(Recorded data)
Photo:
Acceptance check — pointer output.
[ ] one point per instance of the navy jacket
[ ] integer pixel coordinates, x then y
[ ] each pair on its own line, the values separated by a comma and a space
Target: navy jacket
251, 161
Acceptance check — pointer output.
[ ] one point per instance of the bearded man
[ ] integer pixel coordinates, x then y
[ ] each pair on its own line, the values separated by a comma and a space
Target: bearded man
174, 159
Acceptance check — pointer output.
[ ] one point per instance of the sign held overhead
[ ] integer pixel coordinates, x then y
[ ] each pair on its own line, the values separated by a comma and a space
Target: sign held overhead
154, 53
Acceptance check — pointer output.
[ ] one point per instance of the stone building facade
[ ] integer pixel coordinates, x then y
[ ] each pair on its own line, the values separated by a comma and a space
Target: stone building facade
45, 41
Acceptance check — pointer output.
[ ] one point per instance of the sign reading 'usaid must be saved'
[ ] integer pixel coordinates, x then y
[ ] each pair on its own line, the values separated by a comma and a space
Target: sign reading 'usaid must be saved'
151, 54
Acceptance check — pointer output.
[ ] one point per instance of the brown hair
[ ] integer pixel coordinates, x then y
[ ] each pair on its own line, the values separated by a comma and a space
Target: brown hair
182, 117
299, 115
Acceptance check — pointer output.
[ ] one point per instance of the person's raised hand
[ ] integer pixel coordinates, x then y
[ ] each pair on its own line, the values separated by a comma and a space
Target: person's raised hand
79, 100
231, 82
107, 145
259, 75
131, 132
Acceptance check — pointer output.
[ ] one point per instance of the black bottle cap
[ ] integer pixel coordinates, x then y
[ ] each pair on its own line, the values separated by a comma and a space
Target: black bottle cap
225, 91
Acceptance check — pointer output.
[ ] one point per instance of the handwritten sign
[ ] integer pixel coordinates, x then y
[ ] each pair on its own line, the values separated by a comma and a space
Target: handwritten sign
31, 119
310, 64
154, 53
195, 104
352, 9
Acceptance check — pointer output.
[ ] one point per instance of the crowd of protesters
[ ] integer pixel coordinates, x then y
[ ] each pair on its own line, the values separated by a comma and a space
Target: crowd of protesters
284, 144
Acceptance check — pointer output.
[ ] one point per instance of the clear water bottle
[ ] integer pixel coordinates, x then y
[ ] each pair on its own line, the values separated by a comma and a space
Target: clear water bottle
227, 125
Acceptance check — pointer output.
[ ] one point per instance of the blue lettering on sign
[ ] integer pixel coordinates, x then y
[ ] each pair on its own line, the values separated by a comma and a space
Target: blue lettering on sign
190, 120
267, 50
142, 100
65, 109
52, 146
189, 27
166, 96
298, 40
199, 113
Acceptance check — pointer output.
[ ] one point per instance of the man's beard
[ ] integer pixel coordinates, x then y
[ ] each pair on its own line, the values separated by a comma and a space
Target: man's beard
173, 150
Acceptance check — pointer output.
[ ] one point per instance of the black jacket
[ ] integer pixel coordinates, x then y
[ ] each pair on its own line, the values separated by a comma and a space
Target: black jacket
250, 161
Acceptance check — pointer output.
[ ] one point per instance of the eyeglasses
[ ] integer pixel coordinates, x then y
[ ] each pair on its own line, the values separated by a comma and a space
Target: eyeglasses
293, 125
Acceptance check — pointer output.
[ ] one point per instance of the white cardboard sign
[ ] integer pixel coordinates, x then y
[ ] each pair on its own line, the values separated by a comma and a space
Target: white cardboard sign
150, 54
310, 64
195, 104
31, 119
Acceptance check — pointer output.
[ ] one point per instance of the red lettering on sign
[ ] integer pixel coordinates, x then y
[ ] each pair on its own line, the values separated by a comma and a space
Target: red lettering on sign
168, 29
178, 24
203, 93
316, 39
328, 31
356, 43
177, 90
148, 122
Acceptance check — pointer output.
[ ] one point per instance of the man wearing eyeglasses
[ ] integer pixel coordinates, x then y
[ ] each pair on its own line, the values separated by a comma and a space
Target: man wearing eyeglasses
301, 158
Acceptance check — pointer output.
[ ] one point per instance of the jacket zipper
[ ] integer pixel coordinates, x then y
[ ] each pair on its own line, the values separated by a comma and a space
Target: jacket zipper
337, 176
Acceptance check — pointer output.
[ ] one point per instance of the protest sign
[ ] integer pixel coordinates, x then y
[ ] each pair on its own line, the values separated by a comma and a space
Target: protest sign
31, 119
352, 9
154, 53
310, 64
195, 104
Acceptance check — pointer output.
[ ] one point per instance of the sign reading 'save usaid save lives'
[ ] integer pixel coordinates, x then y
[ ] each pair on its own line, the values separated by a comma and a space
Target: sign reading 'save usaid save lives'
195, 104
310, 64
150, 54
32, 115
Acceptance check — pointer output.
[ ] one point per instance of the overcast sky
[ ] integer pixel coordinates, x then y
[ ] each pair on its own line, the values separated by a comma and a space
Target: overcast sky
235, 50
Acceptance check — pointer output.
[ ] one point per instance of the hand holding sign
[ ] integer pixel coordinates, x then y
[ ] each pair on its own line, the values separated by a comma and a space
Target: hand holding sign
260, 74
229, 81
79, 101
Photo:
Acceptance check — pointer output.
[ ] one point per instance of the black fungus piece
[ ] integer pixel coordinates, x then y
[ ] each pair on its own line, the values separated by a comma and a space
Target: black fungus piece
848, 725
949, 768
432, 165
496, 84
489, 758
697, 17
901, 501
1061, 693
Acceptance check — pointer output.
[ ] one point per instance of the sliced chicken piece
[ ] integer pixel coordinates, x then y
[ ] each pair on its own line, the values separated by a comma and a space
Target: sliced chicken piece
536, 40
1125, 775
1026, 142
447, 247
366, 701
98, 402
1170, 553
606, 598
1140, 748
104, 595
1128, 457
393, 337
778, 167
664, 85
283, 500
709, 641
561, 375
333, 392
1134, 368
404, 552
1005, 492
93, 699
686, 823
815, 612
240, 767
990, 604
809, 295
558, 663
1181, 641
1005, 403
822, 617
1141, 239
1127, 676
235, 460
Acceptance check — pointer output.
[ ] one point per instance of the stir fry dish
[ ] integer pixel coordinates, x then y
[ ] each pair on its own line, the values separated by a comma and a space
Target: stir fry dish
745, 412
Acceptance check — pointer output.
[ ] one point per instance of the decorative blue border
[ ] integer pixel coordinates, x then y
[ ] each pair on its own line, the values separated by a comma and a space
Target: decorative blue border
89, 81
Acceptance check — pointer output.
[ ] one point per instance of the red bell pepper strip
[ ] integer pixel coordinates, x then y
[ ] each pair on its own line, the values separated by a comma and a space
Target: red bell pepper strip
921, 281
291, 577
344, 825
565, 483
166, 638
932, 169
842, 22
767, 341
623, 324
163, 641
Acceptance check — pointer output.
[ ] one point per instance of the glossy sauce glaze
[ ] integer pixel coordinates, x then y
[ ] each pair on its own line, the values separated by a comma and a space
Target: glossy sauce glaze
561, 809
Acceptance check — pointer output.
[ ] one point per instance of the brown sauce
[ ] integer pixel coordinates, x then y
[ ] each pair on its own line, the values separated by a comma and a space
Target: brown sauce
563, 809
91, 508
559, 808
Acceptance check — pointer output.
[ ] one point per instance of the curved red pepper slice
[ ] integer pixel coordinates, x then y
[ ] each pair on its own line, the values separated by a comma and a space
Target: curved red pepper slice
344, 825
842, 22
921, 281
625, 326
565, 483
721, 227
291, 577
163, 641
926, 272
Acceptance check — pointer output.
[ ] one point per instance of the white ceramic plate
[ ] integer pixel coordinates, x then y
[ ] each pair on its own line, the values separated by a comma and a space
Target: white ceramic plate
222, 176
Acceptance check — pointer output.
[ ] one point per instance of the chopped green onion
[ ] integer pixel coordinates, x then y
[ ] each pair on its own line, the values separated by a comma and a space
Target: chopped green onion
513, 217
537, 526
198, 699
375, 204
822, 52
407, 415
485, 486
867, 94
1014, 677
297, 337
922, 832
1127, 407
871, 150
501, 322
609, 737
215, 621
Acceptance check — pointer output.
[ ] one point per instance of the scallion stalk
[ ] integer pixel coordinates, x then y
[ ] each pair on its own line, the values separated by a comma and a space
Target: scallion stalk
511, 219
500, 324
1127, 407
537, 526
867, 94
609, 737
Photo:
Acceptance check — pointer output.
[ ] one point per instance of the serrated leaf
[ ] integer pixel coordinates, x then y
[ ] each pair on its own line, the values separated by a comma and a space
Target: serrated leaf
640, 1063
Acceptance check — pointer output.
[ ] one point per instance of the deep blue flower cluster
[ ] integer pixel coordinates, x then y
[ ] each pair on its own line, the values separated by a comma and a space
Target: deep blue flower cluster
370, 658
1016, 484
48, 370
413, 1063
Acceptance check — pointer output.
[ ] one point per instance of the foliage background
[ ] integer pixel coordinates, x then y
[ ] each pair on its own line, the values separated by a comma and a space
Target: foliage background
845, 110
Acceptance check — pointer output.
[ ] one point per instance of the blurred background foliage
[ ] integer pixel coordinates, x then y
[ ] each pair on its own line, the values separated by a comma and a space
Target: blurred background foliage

**WHAT NEEDS TO BE DONE**
Gather every line above that contains the word "handwritten" and copy each one in full.

**EXPECTED OUTPUT**
[ ] one point per instance of the handwritten sign
Target: handwritten sign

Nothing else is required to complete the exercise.